• Task details
Check each line of the entries below for the word "city" and state only how many lines have it.
Records for this task section start
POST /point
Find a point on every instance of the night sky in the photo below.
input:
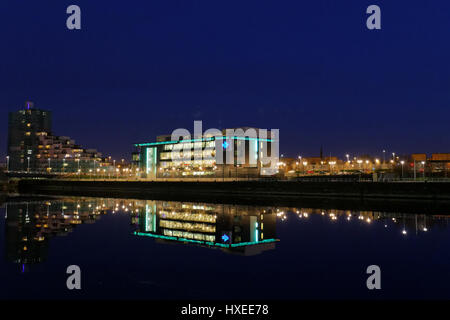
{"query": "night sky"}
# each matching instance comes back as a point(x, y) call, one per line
point(312, 69)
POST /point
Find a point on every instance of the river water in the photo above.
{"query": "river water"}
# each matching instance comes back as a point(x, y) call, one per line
point(150, 249)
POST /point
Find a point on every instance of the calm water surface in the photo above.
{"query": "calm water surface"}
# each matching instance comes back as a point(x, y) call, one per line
point(145, 249)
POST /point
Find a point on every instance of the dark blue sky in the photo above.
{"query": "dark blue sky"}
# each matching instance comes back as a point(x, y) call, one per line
point(312, 69)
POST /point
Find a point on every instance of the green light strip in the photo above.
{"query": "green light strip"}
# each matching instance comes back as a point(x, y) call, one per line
point(203, 242)
point(199, 140)
point(254, 242)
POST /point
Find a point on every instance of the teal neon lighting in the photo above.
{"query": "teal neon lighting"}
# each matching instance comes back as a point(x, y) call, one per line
point(199, 140)
point(209, 243)
point(253, 243)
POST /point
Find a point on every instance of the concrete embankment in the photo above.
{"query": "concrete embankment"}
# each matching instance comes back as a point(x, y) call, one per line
point(257, 190)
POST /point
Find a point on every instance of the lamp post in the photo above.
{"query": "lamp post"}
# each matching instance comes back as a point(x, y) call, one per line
point(423, 164)
point(402, 163)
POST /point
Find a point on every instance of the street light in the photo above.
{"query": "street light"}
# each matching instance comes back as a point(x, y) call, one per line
point(402, 162)
point(423, 164)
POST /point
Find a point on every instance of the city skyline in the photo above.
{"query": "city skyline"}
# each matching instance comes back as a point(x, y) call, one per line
point(133, 73)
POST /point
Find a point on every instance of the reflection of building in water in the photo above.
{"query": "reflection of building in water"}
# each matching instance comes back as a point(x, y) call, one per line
point(30, 225)
point(235, 229)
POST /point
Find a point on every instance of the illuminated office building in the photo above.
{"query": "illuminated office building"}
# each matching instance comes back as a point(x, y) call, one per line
point(241, 156)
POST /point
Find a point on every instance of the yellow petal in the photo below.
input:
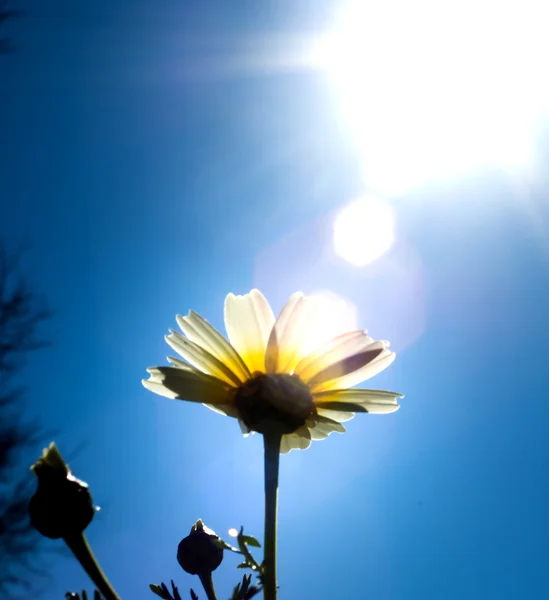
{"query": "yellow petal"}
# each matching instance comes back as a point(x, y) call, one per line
point(201, 359)
point(371, 401)
point(187, 384)
point(199, 331)
point(249, 321)
point(371, 369)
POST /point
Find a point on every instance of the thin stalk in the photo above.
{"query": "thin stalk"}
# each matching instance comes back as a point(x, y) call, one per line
point(272, 458)
point(83, 553)
point(207, 583)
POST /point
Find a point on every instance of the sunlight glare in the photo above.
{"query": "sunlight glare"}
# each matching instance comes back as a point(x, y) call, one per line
point(364, 231)
point(433, 90)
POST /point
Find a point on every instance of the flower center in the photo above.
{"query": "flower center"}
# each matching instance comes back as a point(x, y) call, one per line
point(274, 403)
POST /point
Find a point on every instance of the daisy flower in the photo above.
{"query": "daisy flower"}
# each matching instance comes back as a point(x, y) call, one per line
point(266, 375)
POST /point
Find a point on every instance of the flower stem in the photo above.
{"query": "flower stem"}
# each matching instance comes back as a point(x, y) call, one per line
point(207, 583)
point(272, 458)
point(83, 553)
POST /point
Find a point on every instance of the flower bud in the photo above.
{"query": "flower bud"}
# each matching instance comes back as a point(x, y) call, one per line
point(62, 505)
point(200, 552)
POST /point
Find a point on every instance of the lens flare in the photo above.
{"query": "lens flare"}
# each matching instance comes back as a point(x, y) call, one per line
point(364, 231)
point(435, 90)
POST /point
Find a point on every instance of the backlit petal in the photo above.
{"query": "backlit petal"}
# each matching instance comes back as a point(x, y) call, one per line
point(341, 416)
point(290, 333)
point(371, 369)
point(353, 356)
point(199, 331)
point(173, 382)
point(371, 401)
point(320, 427)
point(334, 350)
point(201, 358)
point(249, 321)
point(298, 440)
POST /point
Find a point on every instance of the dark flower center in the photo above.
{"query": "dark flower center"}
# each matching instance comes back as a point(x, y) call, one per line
point(274, 403)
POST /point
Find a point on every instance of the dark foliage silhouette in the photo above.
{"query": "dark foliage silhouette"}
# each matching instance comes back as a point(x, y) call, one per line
point(22, 314)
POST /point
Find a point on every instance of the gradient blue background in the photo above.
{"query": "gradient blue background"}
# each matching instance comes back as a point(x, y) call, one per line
point(154, 163)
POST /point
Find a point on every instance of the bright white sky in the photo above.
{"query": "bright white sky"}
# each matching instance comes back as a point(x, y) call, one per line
point(434, 89)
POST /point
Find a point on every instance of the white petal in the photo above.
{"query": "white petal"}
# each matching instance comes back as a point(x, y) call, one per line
point(299, 440)
point(224, 409)
point(201, 359)
point(290, 333)
point(249, 321)
point(320, 427)
point(335, 415)
point(244, 428)
point(354, 356)
point(371, 369)
point(173, 382)
point(331, 352)
point(199, 331)
point(371, 401)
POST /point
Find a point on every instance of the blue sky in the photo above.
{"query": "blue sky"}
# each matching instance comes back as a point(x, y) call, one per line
point(155, 159)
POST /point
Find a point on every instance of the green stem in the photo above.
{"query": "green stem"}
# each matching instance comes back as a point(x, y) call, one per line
point(272, 457)
point(207, 583)
point(82, 551)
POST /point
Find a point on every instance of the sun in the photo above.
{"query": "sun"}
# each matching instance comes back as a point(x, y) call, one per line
point(434, 90)
point(363, 231)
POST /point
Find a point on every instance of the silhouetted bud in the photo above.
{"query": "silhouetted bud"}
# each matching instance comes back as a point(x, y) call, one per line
point(62, 505)
point(200, 552)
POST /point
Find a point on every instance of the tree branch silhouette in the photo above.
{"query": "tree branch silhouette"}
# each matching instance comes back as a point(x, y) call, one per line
point(22, 314)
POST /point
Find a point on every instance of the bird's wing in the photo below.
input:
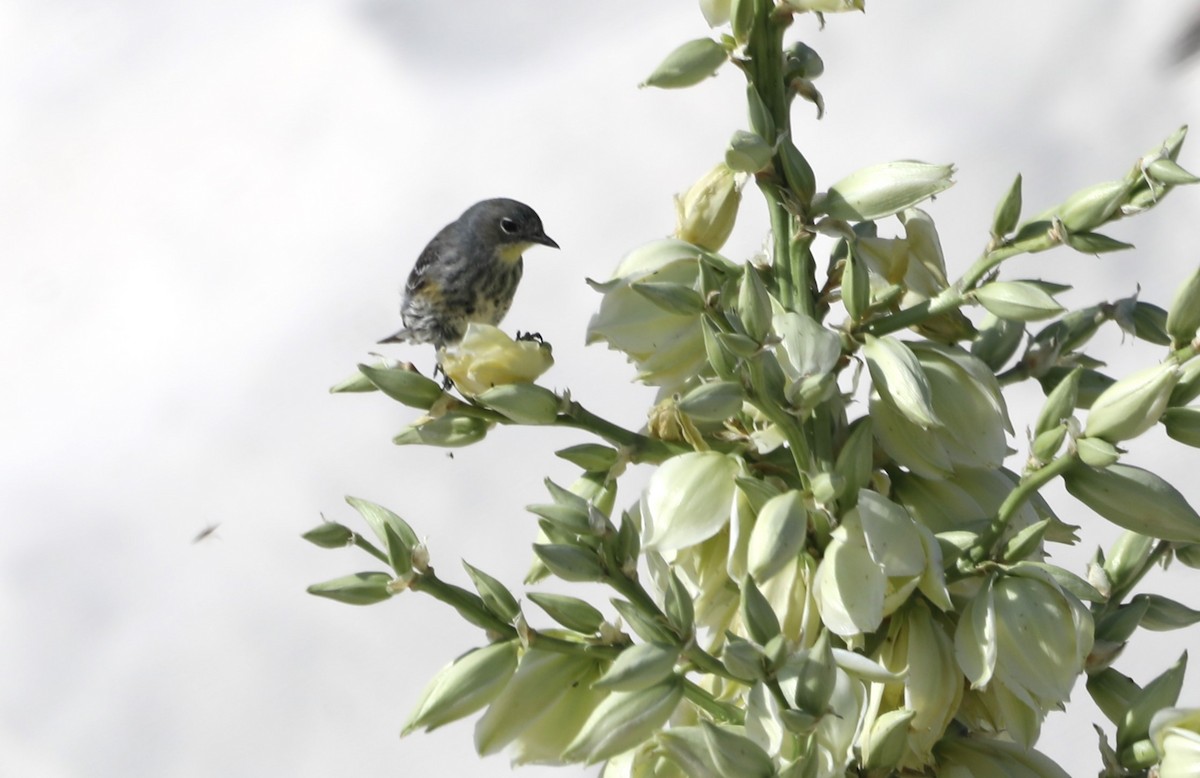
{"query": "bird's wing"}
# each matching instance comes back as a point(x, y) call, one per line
point(431, 256)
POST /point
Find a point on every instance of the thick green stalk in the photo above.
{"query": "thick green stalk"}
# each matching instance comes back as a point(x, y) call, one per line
point(1030, 483)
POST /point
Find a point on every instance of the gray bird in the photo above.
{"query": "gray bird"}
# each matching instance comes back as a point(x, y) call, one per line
point(468, 273)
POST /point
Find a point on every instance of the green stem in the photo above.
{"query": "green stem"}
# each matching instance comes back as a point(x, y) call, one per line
point(469, 605)
point(711, 705)
point(640, 447)
point(1161, 549)
point(954, 295)
point(765, 401)
point(366, 545)
point(1029, 484)
point(557, 645)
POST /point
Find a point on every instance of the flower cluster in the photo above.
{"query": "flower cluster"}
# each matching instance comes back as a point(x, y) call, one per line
point(835, 568)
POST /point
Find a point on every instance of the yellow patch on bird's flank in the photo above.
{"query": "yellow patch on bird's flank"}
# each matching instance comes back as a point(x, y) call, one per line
point(431, 291)
point(511, 252)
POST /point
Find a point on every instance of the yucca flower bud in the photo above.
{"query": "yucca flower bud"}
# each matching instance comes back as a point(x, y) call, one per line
point(688, 65)
point(1132, 405)
point(705, 214)
point(689, 500)
point(1015, 681)
point(486, 358)
point(883, 190)
point(717, 12)
point(666, 346)
point(465, 686)
point(1176, 737)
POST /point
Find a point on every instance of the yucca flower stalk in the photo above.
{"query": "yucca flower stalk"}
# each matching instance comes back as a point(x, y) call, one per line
point(837, 568)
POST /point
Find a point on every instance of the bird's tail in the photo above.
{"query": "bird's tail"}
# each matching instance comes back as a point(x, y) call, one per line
point(400, 336)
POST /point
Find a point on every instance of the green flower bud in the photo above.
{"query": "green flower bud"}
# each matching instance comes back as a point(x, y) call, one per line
point(856, 460)
point(667, 347)
point(717, 12)
point(883, 190)
point(463, 686)
point(1119, 626)
point(672, 298)
point(761, 119)
point(735, 754)
point(1188, 387)
point(1113, 693)
point(823, 6)
point(1164, 614)
point(1185, 317)
point(679, 609)
point(1132, 405)
point(1017, 300)
point(495, 594)
point(1161, 693)
point(1091, 207)
point(760, 618)
point(451, 430)
point(1147, 322)
point(1175, 734)
point(801, 61)
point(1169, 172)
point(486, 358)
point(1060, 405)
point(359, 382)
point(856, 287)
point(885, 743)
point(689, 500)
point(713, 401)
point(744, 659)
point(393, 531)
point(754, 304)
point(623, 720)
point(403, 384)
point(1183, 425)
point(900, 379)
point(997, 341)
point(589, 456)
point(1091, 383)
point(683, 747)
point(1127, 557)
point(541, 680)
point(329, 536)
point(688, 65)
point(990, 756)
point(523, 404)
point(805, 351)
point(748, 153)
point(707, 211)
point(778, 534)
point(640, 666)
point(1008, 210)
point(569, 611)
point(1097, 452)
point(569, 562)
point(797, 172)
point(1095, 243)
point(1135, 500)
point(360, 588)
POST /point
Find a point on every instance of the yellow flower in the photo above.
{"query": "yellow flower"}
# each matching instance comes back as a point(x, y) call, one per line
point(486, 358)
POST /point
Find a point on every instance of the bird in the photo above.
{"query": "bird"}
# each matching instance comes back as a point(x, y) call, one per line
point(468, 273)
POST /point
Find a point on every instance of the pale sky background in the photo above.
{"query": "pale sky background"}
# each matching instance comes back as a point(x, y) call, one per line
point(207, 210)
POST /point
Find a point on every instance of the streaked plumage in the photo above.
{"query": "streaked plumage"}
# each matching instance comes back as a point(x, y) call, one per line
point(468, 273)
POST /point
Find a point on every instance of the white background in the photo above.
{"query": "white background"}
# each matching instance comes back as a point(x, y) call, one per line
point(207, 210)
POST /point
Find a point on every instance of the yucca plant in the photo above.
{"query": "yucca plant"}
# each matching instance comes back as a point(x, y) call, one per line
point(832, 569)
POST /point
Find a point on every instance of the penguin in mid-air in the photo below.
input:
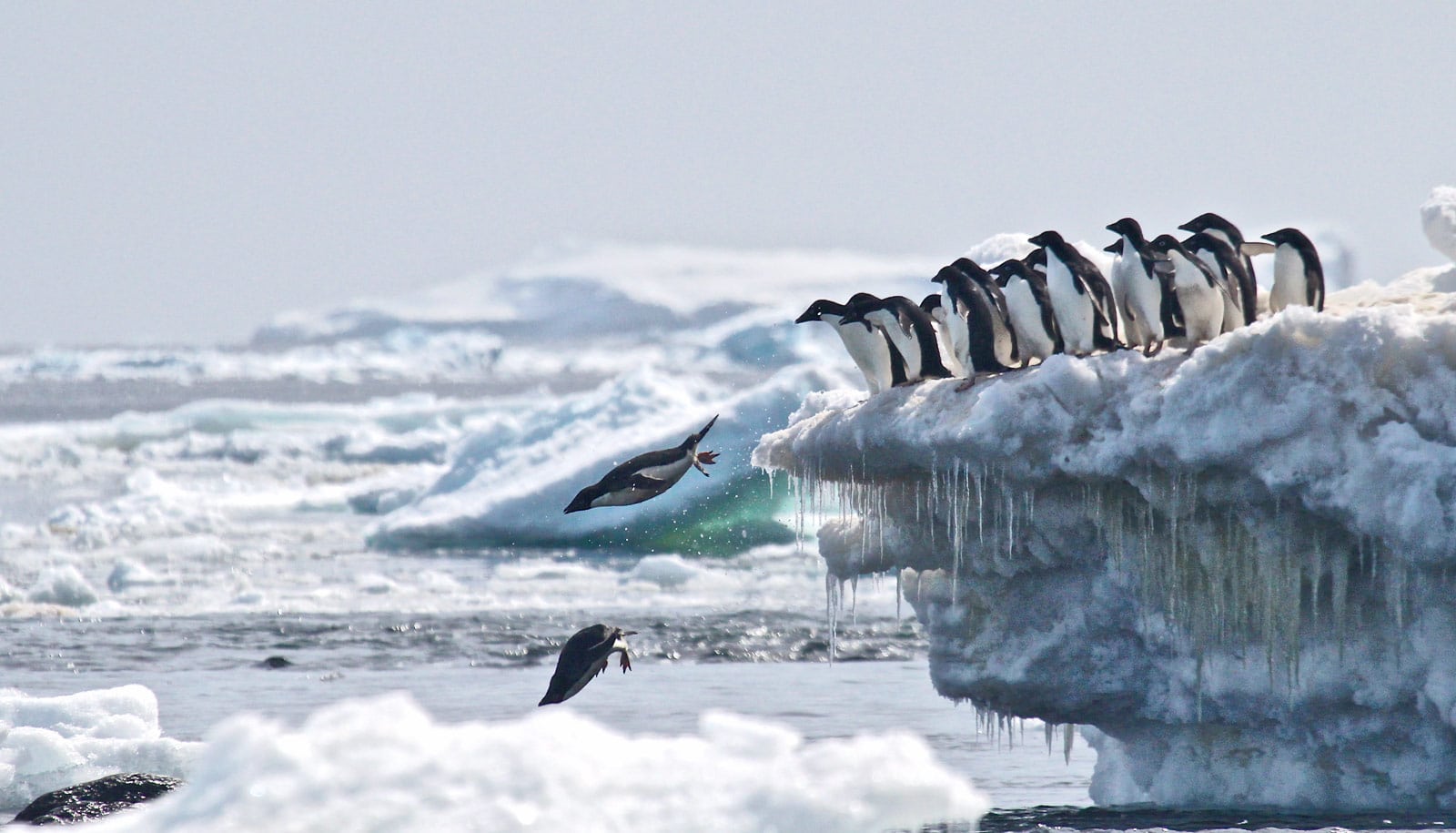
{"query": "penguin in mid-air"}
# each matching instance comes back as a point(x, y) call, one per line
point(1220, 229)
point(645, 475)
point(909, 330)
point(945, 325)
point(1298, 276)
point(873, 354)
point(1081, 298)
point(1142, 291)
point(582, 657)
point(987, 345)
point(1200, 294)
point(1028, 308)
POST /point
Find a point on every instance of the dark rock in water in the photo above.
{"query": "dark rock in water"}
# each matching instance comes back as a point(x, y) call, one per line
point(95, 798)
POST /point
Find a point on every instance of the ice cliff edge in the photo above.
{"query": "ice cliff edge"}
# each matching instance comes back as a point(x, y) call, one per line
point(1235, 567)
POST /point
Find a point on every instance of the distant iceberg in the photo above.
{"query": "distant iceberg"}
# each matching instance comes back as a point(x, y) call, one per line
point(1235, 565)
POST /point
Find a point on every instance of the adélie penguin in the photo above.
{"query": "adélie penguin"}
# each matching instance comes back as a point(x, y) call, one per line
point(1228, 267)
point(909, 330)
point(1200, 294)
point(645, 475)
point(868, 347)
point(582, 657)
point(1139, 286)
point(1298, 276)
point(1081, 298)
point(1028, 309)
point(1225, 230)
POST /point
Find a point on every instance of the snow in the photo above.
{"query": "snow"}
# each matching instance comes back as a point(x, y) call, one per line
point(385, 764)
point(1439, 220)
point(47, 743)
point(1241, 554)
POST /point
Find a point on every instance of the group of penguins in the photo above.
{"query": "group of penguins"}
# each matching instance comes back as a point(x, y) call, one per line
point(990, 320)
point(1057, 300)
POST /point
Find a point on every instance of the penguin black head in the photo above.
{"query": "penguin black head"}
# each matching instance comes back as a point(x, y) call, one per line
point(1290, 236)
point(1126, 226)
point(819, 309)
point(1210, 220)
point(1047, 238)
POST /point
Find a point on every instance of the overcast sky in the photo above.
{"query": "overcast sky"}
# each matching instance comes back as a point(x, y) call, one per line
point(186, 170)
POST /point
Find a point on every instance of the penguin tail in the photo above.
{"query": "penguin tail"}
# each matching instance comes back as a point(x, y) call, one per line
point(695, 439)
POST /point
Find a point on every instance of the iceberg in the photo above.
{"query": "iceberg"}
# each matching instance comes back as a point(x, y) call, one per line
point(386, 765)
point(1232, 567)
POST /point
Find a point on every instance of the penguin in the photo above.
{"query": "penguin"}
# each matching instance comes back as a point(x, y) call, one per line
point(938, 310)
point(1219, 228)
point(1228, 267)
point(1081, 298)
point(909, 330)
point(582, 657)
point(1200, 294)
point(873, 354)
point(1298, 276)
point(1139, 286)
point(989, 347)
point(1028, 308)
point(645, 475)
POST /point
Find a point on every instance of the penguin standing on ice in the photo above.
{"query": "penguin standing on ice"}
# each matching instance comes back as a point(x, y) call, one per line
point(909, 330)
point(1200, 294)
point(873, 354)
point(1028, 308)
point(1081, 298)
point(1228, 267)
point(1220, 229)
point(935, 306)
point(582, 657)
point(1140, 289)
point(1298, 276)
point(645, 475)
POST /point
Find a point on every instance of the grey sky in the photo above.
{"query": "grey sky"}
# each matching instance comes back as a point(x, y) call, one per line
point(184, 170)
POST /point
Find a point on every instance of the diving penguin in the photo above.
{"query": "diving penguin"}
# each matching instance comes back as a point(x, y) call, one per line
point(1298, 276)
point(1081, 298)
point(645, 475)
point(582, 657)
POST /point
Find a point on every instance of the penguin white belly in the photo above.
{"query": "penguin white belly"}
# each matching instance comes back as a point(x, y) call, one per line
point(1121, 279)
point(907, 345)
point(1026, 318)
point(945, 325)
point(1289, 279)
point(1201, 305)
point(868, 350)
point(1072, 309)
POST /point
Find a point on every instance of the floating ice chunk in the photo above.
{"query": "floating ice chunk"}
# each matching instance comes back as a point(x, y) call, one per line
point(667, 571)
point(47, 743)
point(1439, 220)
point(386, 765)
point(63, 585)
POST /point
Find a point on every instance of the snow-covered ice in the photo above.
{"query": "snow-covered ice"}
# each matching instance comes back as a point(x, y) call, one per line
point(1242, 555)
point(47, 743)
point(386, 765)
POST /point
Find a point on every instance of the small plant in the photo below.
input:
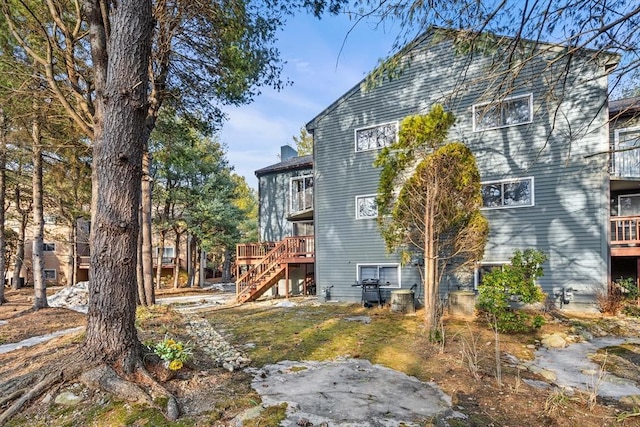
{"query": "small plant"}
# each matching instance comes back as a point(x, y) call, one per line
point(174, 353)
point(555, 401)
point(514, 281)
point(470, 352)
point(593, 388)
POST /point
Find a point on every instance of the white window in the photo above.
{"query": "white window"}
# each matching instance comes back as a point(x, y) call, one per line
point(366, 207)
point(375, 137)
point(511, 111)
point(507, 193)
point(49, 247)
point(303, 228)
point(626, 155)
point(388, 275)
point(301, 193)
point(168, 252)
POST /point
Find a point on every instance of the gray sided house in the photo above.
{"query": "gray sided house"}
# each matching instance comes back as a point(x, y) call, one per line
point(536, 130)
point(625, 188)
point(283, 260)
point(539, 128)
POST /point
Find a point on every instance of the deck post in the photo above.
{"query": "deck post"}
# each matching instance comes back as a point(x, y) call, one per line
point(286, 281)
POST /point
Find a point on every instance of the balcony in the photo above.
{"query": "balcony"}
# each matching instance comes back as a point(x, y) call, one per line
point(625, 240)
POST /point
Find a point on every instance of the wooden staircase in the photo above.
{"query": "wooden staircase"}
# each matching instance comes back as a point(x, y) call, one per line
point(263, 275)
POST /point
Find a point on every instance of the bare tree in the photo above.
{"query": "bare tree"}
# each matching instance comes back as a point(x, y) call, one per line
point(3, 193)
point(436, 212)
point(39, 285)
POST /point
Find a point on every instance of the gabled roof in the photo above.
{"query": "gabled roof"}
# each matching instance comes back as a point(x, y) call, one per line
point(293, 163)
point(613, 61)
point(627, 106)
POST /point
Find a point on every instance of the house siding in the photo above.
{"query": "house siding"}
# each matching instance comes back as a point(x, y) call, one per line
point(569, 219)
point(274, 199)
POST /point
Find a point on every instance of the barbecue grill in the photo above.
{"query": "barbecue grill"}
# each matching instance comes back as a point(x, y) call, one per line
point(370, 292)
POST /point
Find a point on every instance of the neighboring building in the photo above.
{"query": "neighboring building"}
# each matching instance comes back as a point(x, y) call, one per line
point(543, 159)
point(59, 263)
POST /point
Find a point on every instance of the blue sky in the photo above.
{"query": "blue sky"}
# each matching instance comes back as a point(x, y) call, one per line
point(321, 68)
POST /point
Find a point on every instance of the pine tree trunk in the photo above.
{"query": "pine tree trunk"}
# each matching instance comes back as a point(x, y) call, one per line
point(19, 261)
point(160, 258)
point(176, 267)
point(39, 285)
point(190, 262)
point(71, 254)
point(3, 193)
point(121, 58)
point(226, 266)
point(147, 243)
point(142, 299)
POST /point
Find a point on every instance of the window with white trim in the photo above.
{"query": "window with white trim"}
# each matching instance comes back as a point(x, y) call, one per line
point(511, 111)
point(376, 137)
point(301, 192)
point(388, 275)
point(513, 193)
point(366, 206)
point(168, 252)
point(626, 155)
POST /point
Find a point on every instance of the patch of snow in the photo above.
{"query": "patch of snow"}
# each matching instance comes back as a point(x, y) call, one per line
point(29, 342)
point(72, 297)
point(285, 304)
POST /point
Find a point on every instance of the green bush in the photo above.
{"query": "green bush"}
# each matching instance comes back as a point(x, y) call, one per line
point(513, 282)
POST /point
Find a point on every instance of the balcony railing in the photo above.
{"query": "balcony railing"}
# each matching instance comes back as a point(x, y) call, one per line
point(624, 230)
point(84, 261)
point(253, 251)
point(626, 163)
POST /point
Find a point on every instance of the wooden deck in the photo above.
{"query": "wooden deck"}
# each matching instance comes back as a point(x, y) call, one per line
point(625, 235)
point(261, 265)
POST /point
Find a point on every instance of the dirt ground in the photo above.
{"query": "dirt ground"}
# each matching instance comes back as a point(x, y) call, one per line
Records for this task section end
• Written reply
2